### TEXTABSCHNITT
※

Ist staatliches Geld sogar schädlich für die Wirtschaft?
Und die staatliche Dauerbezuschussung in Krisenzeiten hat noch einen anderen negativen Effekt: Wird sie – wie seit Jahren – zu pauschal und großzügig vorgenommen, behindert sie den notwendigen Wandel hin zu neuen Wirtschaftsstrukturen, die unsere Ökonomie erst zukunftsfähig machen. Das fängt beim kleinen Einzelhändler an, der eigentlich mit seinem antiquierten Geschäftsmodell nicht überlebensfähig wäre, aber durch Steuergelder künstlich am Leben gehalten wird. Und es zeigt sich auch bei der wohl größten Herausforderung der Menschheit, dem Kampf gegen den Klimawandel.
Gerade die aktuell hohen Energiepreise könnten dazu beitragen, den Abschied von fossilen Brennstoffen deutlich zu beschleunigen. Denn mit Blick auf hohe Benzin-, Gas- und Ölrechnungen würden die Deutschen von selbst weniger Auto fahren, die Heizung herunterdrehen und ihre Häuser klimagerecht umbauen. Der Staat sollte sich darauf besinnen, in Krisenzeiten soziale Notlagen zu verhindern, indem er den tatsächlich Bedürftigen hilft. Doch das ständig mit Schulden neu gestopfte staatliche Füllhorn über alle auszuschütten, ist gefährlich, fördert Inflation und behindert den notwendigen Umbau der Wirtschaft. Damit muss endlich Schluss sein!

※

Gespeicherte Einträge:
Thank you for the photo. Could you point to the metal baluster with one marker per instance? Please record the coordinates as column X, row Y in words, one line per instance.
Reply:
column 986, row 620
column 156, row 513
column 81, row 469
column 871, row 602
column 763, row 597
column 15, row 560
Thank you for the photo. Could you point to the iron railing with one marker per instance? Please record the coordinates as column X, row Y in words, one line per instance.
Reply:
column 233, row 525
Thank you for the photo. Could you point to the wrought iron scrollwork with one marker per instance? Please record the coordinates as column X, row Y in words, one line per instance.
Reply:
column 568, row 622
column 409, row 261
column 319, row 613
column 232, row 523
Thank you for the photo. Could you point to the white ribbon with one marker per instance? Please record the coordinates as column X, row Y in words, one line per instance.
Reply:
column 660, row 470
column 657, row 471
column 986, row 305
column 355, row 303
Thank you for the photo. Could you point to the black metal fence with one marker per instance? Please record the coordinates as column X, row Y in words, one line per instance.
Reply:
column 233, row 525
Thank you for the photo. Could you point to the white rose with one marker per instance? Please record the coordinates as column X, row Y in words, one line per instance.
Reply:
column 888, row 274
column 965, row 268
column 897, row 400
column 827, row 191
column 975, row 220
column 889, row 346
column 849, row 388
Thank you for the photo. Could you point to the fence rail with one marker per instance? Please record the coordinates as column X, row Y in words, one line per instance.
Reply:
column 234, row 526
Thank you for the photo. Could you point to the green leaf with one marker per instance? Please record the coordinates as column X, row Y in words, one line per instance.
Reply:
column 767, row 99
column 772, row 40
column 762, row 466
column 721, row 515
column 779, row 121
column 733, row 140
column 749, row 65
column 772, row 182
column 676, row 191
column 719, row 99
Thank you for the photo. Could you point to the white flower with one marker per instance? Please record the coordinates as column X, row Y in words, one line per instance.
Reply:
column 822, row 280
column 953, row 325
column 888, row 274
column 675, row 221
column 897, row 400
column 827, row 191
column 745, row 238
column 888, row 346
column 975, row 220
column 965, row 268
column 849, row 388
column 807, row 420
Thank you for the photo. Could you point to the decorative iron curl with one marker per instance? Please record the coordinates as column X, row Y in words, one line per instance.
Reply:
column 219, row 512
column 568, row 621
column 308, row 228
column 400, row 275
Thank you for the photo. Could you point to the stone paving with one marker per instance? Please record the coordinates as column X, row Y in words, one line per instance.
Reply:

※

### ARBEITSAUFTRAG
Schreiben Sie bitte den Text über staatliche Zuschüsse in Krisenzeiten vollständig und Wort für Wort ab.

### ANTWORTFELD
Ist staatliches Geld sogar schädlich für die Wirtschaft?
Und die staatliche Dauerbezuschussung in Krisenzeiten hat noch einen anderen negativen Effekt: Wird sie – wie seit Jahren – zu pauschal und großzügig vorgenommen, behindert sie den notwendigen Wandel hin zu neuen Wirtschaftsstrukturen, die unsere Ökonomie erst zukunftsfähig machen. Das fängt beim kleinen Einzelhändler an, der eigentlich mit seinem antiquierten Geschäftsmodell nicht überlebensfähig wäre, aber durch Steuergelder künstlich am Leben gehalten wird. Und es zeigt sich auch bei der wohl größten Herausforderung der Menschheit, dem Kampf gegen den Klimawandel.
Gerade die aktuell hohen Energiepreise könnten dazu beitragen, den Abschied von fossilen Brennstoffen deutlich zu beschleunigen. Denn mit Blick auf hohe Benzin-, Gas- und Ölrechnungen würden die Deutschen von selbst weniger Auto fahren, die Heizung herunterdrehen und ihre Häuser klimagerecht umbauen. Der Staat sollte sich darauf besinnen, in Krisenzeiten soziale Notlagen zu verhindern, indem er den tatsächlich Bedürftigen hilft. Doch das ständig mit Schulden neu gestopfte staatliche Füllhorn über alle auszuschütten, ist gefährlich, fördert Inflation und behindert den notwendigen Umbau der Wirtschaft. Damit muss endlich Schluss sein!